Rows from a dataset:
■ ■ ■ ■

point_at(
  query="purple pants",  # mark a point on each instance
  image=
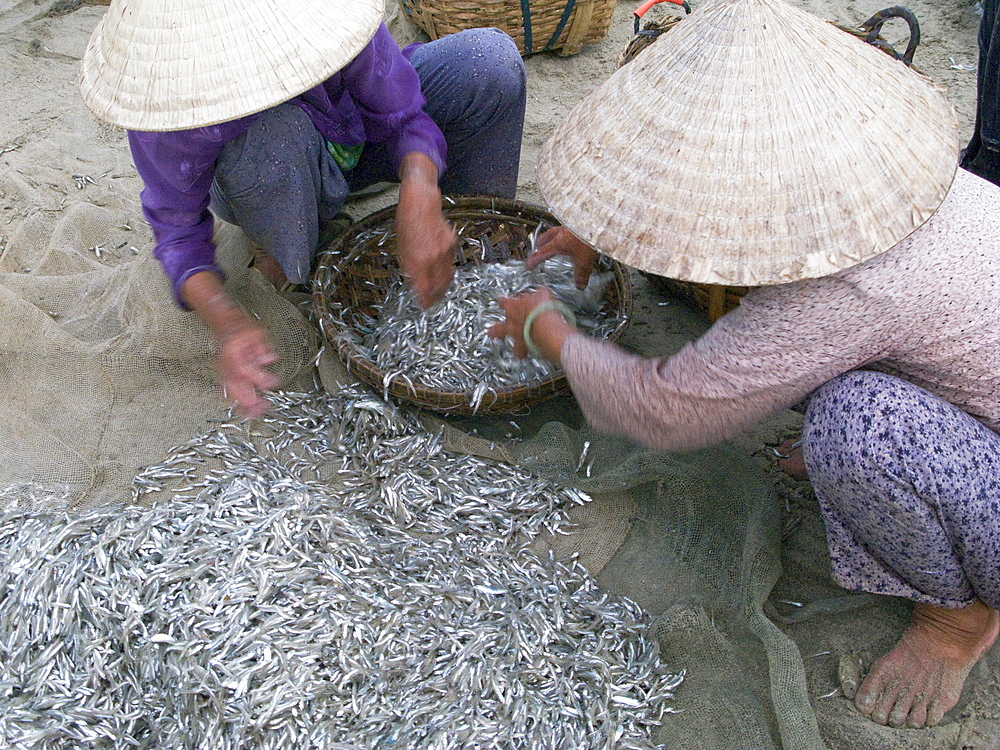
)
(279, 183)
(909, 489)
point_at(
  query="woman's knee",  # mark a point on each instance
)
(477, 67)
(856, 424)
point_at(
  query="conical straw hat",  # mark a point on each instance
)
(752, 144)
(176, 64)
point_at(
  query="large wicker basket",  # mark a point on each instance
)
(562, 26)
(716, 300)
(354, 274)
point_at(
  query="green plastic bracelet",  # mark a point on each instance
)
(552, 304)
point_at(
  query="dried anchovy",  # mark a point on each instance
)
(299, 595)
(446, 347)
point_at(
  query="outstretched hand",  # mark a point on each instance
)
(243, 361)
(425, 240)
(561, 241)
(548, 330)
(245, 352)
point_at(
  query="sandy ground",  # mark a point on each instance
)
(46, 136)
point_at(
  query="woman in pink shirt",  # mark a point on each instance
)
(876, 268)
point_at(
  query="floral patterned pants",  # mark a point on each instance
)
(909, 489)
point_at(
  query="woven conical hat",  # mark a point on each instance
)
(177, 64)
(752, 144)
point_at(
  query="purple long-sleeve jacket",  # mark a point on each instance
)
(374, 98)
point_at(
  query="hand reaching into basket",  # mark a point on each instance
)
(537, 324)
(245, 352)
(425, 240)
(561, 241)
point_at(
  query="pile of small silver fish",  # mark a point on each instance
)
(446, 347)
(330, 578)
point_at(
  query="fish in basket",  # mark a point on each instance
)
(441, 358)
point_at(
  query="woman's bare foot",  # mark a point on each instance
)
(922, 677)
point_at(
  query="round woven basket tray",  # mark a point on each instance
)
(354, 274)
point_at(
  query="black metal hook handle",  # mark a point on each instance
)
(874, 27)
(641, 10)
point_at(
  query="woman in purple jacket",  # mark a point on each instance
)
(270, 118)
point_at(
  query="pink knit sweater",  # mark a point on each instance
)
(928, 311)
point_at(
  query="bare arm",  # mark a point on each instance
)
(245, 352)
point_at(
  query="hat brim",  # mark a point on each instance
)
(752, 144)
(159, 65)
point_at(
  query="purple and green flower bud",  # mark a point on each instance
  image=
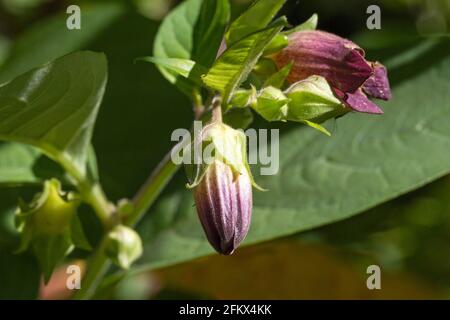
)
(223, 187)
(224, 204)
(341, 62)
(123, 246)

■ ■ ■ ■

*Set task*
Restate the data above exactly, stripping out each image.

*Result of the task*
point_at(
  query="purple pants",  # mark a point on each instance
  image=
)
(279, 183)
(909, 489)
point_at(
  query="woman's knee",  # mark a point on each instance
)
(477, 67)
(856, 424)
point_at(
  query="conical straw hat",  # mark a point on each instance
)
(752, 144)
(176, 64)
point_at(
  query="large wicker basket",  # mark a point on each instance
)
(562, 26)
(716, 300)
(354, 274)
point_at(
  query="green plastic bracelet",  # mark a point on each instance
)
(552, 304)
point_at(
  query="dried anchovy",  # mark a point on each instance
)
(299, 595)
(446, 347)
point_at(
  query="outstretched hand",  # mark a point on each instance
)
(243, 361)
(425, 240)
(561, 241)
(548, 330)
(245, 352)
point_at(
  query="sandy ground",  # mark a point on each instance
)
(46, 136)
point_at(
  query="woman in pink shirt",  # mark a point on each instance
)
(876, 268)
point_at(
  query="floral patterned pants",  # mark a point on each instance
)
(909, 489)
point_at(
  query="woven conical hat",  # mark a point on each instance
)
(177, 64)
(752, 144)
point_at(
  query="purple long-sleeve jacket",  # mark a point on each instance
)
(374, 98)
point_at(
  query="hand reaching into basket",  # mark a point on each instance
)
(537, 324)
(245, 352)
(425, 240)
(561, 241)
point_at(
  query="pile of small silver fish",  # mark a point on each instance
)
(446, 347)
(330, 578)
point_at(
  query="fish in basket",  # mark a point on each instance
)
(441, 358)
point_at(
  query="woman's bare foot",  # mark a point on each instance
)
(922, 677)
point_at(
  query="round woven basket tray",  # mark a point on each instance
)
(354, 274)
point_at(
  query="black metal hook handle",  # mark a point on each instance
)
(874, 27)
(641, 10)
point_at(
  query="woman in purple jacket",  # mark a point on each instance
)
(270, 118)
point_at(
  query="pink knit sweater",  # mark a point on each instance
)
(928, 311)
point_at(
  query="bare arm",  # mark a point on each instance
)
(245, 352)
point_at(
  query="hat brim",  # mark a point on each instance
)
(752, 144)
(159, 65)
point_at(
  query="purple and green flower bud",  # mark a point on each instance
  image=
)
(223, 187)
(224, 204)
(341, 62)
(123, 246)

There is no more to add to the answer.